Excerpts from a detection dataset
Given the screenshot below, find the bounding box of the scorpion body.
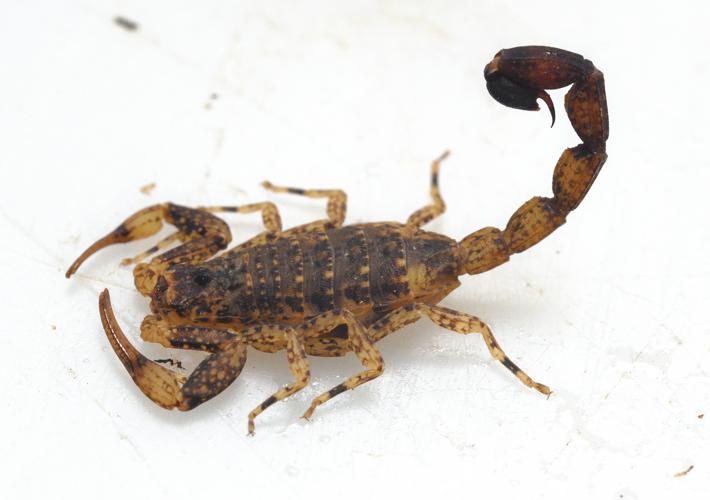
[67,46,609,433]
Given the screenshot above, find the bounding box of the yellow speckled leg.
[261,181,348,227]
[248,327,311,435]
[407,151,449,229]
[370,304,551,395]
[302,311,385,419]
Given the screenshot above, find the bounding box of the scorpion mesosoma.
[66,46,609,434]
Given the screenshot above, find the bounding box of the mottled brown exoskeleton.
[66,47,609,433]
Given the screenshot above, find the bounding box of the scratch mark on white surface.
[91,397,146,462]
[0,212,62,265]
[673,465,695,477]
[603,342,651,401]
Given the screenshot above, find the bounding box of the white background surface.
[0,0,710,500]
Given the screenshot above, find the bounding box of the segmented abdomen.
[217,223,455,323]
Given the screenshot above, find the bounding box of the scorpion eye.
[193,271,212,286]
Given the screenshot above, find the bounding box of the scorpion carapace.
[67,47,609,433]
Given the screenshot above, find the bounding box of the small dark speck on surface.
[673,465,695,477]
[113,16,138,31]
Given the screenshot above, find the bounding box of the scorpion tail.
[459,46,609,274]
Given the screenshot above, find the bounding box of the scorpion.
[66,46,609,434]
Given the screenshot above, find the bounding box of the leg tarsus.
[261,181,348,227]
[407,151,449,229]
[247,328,311,436]
[302,310,384,420]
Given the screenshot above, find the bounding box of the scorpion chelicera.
[66,46,609,433]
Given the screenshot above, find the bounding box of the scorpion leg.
[369,304,550,395]
[301,310,385,419]
[203,201,281,233]
[261,181,348,232]
[407,151,449,229]
[99,290,247,411]
[247,327,311,435]
[459,47,609,274]
[66,203,232,295]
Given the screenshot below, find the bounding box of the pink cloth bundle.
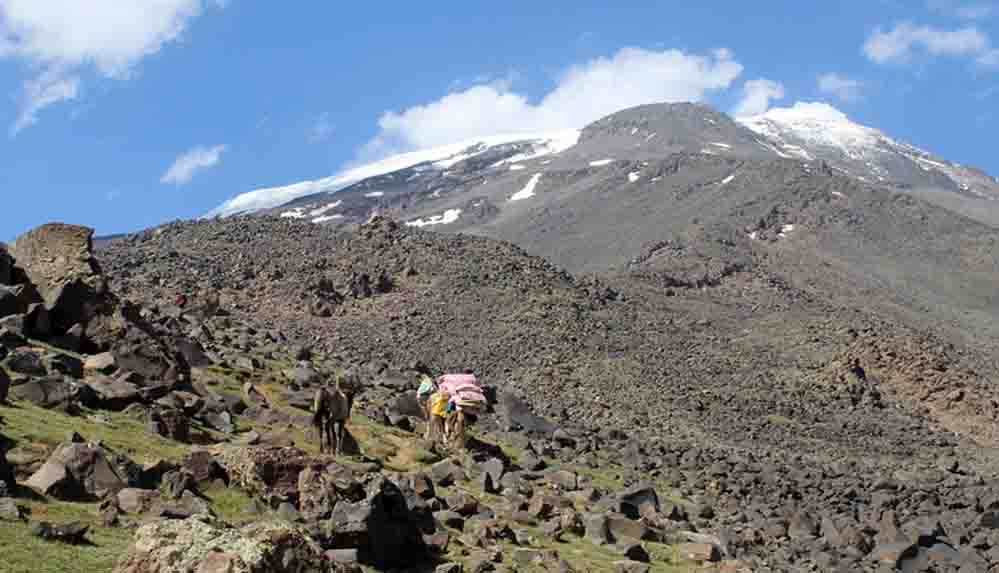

(WHAT NEEDS TO BE DONE) Reproduce each of the lines above word for word, omitting the pictures.

(SOLUTION TO THE PROBLEM)
Given the screenshot below, find the bounding box of the scorpion body.
[67,46,609,433]
Given the screenshot above, find the bounding box of the yellow speckled leg.
[261,181,348,227]
[248,327,311,435]
[407,151,449,229]
[370,304,551,395]
[302,311,385,419]
Given the screenshot above, find the bounding box of the scorpion mesosoma.
[66,46,609,434]
Given the screenshot above, find the bounding box of the mottled brown exoskeleton.
[66,47,609,433]
Given the screenshot above, find the bounding box of the scratch mark on white surface.
[91,397,146,462]
[0,212,62,265]
[673,465,695,477]
[603,342,651,401]
Given the screenshot above, find the bounding box of the white background surface.
[0,0,710,500]
Given the screenshot above, find the bounding box of the segmented abdomen.
[217,223,455,323]
Given the screenshot above, find the bounding box of the scorpion eye.
[193,271,212,286]
Given the screenshot above, find the bounding box of the scorpion carapace.
[67,47,609,433]
Given the screenshot above, find the bounding box of the small dark speck on surface.
[673,465,695,477]
[113,16,138,31]
Given the screenshot above, find the bounding box of the scorpion tail.
[459,46,609,274]
Given the screenshot above, find the bounding box of the scorpion.
[66,46,609,434]
Given the screenshot above, find the bounding box of the leg tarsus.
[261,181,348,227]
[407,151,449,229]
[247,328,311,436]
[302,310,384,420]
Given the screenshot above, find the bounding box of the scorpion chelicera.
[66,46,609,433]
Given the screenshot above, find the bounding box of the scorpion leg.
[369,304,550,395]
[301,310,385,419]
[203,201,281,233]
[261,181,348,232]
[407,151,449,229]
[99,290,247,411]
[247,327,311,435]
[459,47,609,274]
[66,203,232,295]
Given the screenshot below, find the bounding box of the pink cloth bundle.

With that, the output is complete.